WRITTEN INSTRUCTION:
Starting at the line with "of the dark" and continuing up to and including the last line of the rows, rewrite those lines and leave the requests and their sample points unchanged. Multiply every x and y coordinate in the answers by 1.7 and round to whole numbers, with halves rounded up.
start INPUT DATA
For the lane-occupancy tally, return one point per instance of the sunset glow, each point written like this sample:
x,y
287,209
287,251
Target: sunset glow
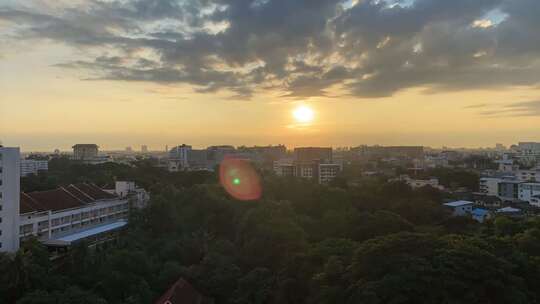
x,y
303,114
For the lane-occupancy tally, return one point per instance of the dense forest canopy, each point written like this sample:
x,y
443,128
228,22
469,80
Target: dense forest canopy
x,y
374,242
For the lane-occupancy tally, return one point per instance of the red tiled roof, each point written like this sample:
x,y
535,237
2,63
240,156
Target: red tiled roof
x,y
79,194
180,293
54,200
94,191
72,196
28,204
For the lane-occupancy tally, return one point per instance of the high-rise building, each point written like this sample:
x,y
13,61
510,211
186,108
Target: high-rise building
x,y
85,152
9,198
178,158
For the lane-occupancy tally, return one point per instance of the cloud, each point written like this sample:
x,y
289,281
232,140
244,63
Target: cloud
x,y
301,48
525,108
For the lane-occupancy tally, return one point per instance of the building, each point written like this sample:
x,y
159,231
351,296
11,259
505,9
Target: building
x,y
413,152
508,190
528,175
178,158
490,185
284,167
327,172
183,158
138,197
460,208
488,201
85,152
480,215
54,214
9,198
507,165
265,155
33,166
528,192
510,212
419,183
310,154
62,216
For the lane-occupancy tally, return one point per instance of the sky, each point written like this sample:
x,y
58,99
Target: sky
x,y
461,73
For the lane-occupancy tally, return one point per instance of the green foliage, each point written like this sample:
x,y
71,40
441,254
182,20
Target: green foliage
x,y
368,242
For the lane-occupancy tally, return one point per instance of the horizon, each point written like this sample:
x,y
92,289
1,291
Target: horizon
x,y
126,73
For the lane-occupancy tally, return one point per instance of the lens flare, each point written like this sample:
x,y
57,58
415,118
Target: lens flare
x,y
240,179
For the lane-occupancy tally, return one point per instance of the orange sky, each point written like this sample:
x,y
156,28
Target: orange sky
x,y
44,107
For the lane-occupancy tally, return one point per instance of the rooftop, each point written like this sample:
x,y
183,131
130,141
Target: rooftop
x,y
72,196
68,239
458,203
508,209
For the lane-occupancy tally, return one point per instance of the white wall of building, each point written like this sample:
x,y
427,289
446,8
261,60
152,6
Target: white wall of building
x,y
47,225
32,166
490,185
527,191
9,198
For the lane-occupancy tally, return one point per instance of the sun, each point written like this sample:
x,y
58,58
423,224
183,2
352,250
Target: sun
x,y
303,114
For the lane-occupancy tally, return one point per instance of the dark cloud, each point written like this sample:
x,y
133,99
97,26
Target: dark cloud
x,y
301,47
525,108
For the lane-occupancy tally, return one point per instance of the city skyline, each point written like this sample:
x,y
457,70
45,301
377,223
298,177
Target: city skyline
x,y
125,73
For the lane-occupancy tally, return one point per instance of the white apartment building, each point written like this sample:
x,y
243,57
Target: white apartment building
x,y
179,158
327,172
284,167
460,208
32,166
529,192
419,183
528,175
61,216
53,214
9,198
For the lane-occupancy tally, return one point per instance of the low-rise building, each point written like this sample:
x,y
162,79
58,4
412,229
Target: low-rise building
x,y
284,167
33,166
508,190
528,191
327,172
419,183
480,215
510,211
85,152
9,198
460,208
end INPUT DATA
PROBLEM SOLUTION:
For the lane-occupancy tally, return one point per instance of the dark cloud, each point written like this sample:
x,y
133,99
97,26
Target: dark cloud
x,y
512,80
893,184
For the lane-occupancy tally, return one point per instance of the city skyline, each point written like this sample:
x,y
457,70
45,301
377,223
298,177
Target: city skyline
x,y
213,124
For the lane-occupancy tally, return one point per instance of the white apartment building, each point written like this sample:
x,y
243,57
Target: white apartment building
x,y
304,269
556,292
483,284
782,354
54,282
899,326
712,311
898,298
104,367
90,364
15,337
For the lane-occupancy tally, return one point per instance of the low-rise building, each point written like this sample:
x,y
162,79
58,4
412,229
Target: low-rise building
x,y
483,284
56,282
864,323
898,325
556,292
712,311
816,366
867,359
145,258
15,337
782,354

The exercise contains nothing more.